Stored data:
···

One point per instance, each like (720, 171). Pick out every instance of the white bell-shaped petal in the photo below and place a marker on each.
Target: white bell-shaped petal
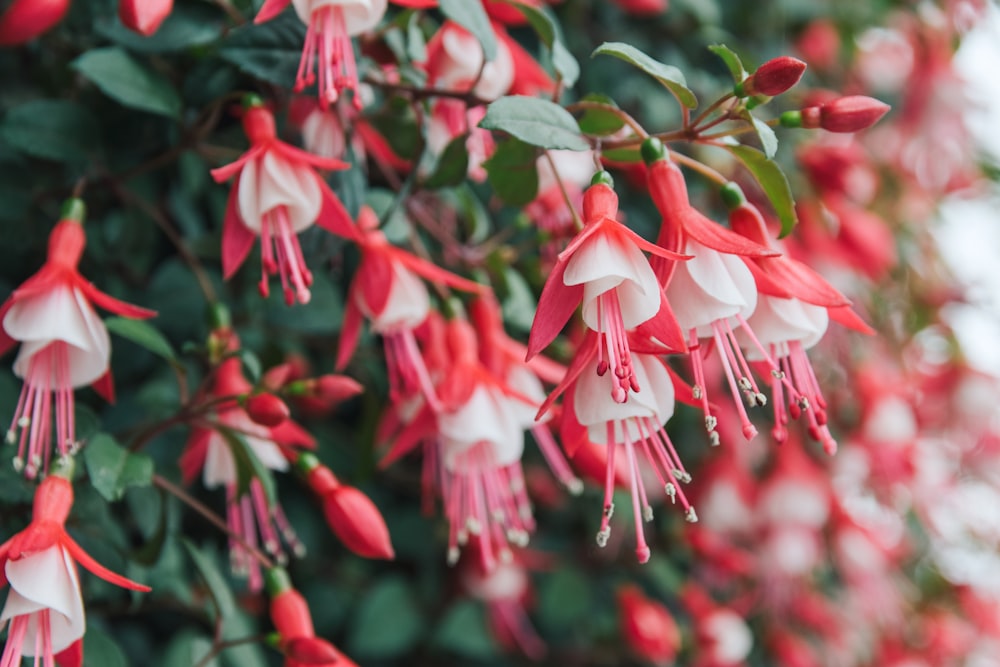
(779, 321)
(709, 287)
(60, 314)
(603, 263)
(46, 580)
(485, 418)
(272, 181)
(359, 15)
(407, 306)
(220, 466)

···

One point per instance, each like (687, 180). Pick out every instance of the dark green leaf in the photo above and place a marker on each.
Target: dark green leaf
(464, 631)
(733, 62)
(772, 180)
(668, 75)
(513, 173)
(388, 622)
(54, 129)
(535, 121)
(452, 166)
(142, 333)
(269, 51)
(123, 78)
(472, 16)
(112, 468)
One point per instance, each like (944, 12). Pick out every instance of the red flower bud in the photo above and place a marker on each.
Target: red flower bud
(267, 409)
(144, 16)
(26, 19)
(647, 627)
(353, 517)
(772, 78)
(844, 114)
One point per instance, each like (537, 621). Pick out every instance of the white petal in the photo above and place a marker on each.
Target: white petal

···

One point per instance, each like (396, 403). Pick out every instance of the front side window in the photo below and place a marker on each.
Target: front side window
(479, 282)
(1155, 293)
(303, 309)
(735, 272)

···

[TASK TO COMPLETE] Count the lines in the records above that contain the string "photo", and give only that number.

[RESPONSE FOR THIS EXERCISE] 5